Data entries
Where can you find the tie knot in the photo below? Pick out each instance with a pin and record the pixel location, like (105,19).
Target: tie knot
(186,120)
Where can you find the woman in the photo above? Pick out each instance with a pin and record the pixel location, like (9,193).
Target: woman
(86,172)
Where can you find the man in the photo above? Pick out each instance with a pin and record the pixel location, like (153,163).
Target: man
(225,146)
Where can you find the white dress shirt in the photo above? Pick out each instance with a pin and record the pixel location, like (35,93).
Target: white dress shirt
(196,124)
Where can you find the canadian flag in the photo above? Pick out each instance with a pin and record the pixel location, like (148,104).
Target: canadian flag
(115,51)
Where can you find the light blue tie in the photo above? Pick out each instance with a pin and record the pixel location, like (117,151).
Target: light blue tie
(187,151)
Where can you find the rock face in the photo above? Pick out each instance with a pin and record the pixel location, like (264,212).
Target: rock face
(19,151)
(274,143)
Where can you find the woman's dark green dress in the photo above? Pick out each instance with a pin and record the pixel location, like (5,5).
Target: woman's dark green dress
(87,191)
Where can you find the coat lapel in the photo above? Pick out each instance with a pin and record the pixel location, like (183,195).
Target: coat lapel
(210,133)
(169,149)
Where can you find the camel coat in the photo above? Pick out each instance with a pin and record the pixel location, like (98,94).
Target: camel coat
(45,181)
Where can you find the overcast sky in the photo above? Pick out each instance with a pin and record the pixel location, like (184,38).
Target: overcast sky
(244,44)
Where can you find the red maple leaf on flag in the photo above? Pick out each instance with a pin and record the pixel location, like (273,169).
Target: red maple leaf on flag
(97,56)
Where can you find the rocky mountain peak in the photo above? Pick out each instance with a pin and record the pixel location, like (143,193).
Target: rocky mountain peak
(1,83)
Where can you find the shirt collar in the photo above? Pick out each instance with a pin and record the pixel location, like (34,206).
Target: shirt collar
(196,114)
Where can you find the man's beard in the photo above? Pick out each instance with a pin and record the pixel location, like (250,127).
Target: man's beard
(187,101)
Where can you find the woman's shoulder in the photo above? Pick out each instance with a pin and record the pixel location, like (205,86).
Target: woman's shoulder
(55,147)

Short exercise: Reproduce all of the data above, line for line, without changing anything.

Output for this task:
Where can you find the tie knot in the photo below? Pick out each instance with a pin and record the pixel location, like (105,19).
Target: tie knot
(186,120)
Where can you find the woman in the photo above? Pick out each instance with a pin and record the pixel location, like (9,193).
Target: woman
(86,172)
Where can you find the man in the photo above? Pick out each instance with a pin and record the pixel location, like (153,163).
Target: man
(225,146)
Where can you find the white dress shirt in the photo above? Pick out each instance with a pin and record the pixel location, like (35,93).
Target: white dress shirt
(196,124)
Where can you find the canadian flag in the photo above? Pick out each instance with a pin and record the pixel location, like (148,104).
Target: canadian flag
(115,51)
Where can you find the light blue tie in the photo above? Pick out each instance with a pin and record the pixel location, like (117,151).
Target: light blue tie
(187,151)
Where can you find the rock face in the photo above? Pick out each instance with a pin and record the pixel location, like (264,212).
Target: rock face
(19,151)
(274,143)
Where can you find the woman's dark green dress in the photo above? Pick out each instance with a pin and record the pixel location, like (5,5).
Target: woman's dark green dress
(87,191)
Where can you find the coat lapel in the photo above? Pick out each instance with a pin and record the pixel location, like (183,195).
Target: coat lapel
(210,133)
(169,149)
Where can you find the camel coat in the photo above? Pick out each instance with a pin and record the pixel location, like (98,94).
Target: camel coat
(45,181)
Where can you find the overcast sky in the photo above? Pick out each instance with a pin and record the pixel location, like (184,38).
Target: overcast sky
(244,44)
Where can you find the red maple leaf on flag in the photo above? Pick out each instance with a pin and record the pixel location, like (273,169).
Target: red maple leaf on flag
(97,56)
Where can you find the rocky mountain peak in the photo above? Pick out each instance with a pin and record the pixel location, like (143,193).
Target: rocky mountain peak
(1,83)
Where can you find the shirt collar in the photo above? Pick out each instance with a pin and record the pixel location, like (34,206).
Target: shirt collar
(196,114)
Where can you find the man's beard in the photo above? Pick out each instance with a pin and record the pixel location, like (250,127).
Target: man's beard
(187,101)
Where can you find the woman's shoulder in the photo above? Pick out each instance with a pin and record the pixel location, like (205,86).
Target: woman's shoulder
(55,147)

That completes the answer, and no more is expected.